[DATA Boundary: Start]

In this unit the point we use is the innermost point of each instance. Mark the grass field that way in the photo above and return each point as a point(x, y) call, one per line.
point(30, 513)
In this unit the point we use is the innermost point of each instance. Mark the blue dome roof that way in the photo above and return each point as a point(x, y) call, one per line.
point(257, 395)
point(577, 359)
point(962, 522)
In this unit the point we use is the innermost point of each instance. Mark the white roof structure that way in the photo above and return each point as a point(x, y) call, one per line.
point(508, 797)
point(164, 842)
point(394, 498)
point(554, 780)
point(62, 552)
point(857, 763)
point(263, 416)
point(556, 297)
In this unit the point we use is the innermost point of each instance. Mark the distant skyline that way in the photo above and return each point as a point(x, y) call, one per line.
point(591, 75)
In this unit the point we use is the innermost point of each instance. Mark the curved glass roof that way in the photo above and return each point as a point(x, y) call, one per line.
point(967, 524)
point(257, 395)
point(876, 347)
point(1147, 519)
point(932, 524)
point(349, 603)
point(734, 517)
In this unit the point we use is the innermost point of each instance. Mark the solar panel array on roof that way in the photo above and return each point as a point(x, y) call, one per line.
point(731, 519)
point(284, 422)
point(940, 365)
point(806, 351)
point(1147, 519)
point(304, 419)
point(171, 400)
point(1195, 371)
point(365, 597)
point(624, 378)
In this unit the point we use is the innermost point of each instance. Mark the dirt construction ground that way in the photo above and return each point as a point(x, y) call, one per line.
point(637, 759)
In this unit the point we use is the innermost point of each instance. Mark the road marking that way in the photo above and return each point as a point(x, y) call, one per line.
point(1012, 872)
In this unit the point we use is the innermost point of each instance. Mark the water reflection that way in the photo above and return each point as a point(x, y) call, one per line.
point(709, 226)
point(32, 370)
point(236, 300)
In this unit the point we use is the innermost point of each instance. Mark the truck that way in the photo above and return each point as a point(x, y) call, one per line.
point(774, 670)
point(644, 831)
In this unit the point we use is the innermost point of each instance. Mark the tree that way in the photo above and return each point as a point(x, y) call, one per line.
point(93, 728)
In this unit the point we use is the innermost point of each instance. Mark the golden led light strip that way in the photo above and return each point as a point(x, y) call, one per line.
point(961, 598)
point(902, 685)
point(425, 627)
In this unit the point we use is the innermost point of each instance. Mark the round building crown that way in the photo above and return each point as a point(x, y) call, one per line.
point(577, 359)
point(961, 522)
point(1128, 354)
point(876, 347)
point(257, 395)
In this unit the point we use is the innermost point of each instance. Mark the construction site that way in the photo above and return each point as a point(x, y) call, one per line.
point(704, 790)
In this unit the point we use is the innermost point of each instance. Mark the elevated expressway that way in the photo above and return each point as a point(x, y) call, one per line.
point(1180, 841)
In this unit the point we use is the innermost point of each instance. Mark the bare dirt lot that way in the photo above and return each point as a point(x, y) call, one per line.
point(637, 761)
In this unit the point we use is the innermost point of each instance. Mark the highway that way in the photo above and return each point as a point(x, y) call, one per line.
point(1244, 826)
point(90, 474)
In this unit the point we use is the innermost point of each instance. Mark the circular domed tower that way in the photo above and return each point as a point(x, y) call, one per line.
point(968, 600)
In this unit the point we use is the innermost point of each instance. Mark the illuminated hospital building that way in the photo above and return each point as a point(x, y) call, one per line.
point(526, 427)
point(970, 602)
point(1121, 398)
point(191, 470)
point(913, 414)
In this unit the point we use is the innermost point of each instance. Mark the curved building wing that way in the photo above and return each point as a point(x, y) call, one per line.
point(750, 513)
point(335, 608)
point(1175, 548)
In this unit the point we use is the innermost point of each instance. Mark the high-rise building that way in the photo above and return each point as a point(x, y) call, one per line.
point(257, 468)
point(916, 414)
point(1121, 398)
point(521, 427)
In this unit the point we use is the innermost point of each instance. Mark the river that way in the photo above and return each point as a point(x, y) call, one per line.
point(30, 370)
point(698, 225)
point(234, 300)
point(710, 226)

[DATA Boundary: End]

The response should contain only a verbatim copy of the lines from the line with "Mark the highway" to the final line of the records.

**WRITTEN SOLUTION:**
In this unit the point we use is the innermost point of each instance. Mark the highway that way in the photo above and return each point as a point(x, y) call, one per line.
point(1244, 826)
point(90, 474)
In this unit the point we use is the innermost point of each instance. Mark the circular domed tower that way in the photo above and return each point as a point(x, y) call, one per line.
point(968, 600)
In this unit the point we use is the innermost point of each instance. Mark the illuminated hospital building that way in the photo above and return each point as a point(x, y) call, one per line.
point(526, 427)
point(970, 602)
point(1121, 398)
point(191, 470)
point(913, 414)
In this unit the point we use is the innermost point of each instance. Mark the curved building wing that way in the photo above and return each point as a point(x, y) call, one per line.
point(750, 513)
point(335, 608)
point(1175, 548)
In this unit the point we use is the innermost point of each instance. Mark the high-rise building that way in the photo above and return each point as a point(x, y) call, one per line.
point(257, 468)
point(916, 414)
point(1121, 398)
point(521, 427)
In this unit the point we use is the innermost point of each instance. Mark the river that way in the photo above and return each point as a point(x, y) call, one per line.
point(30, 370)
point(698, 225)
point(234, 300)
point(710, 226)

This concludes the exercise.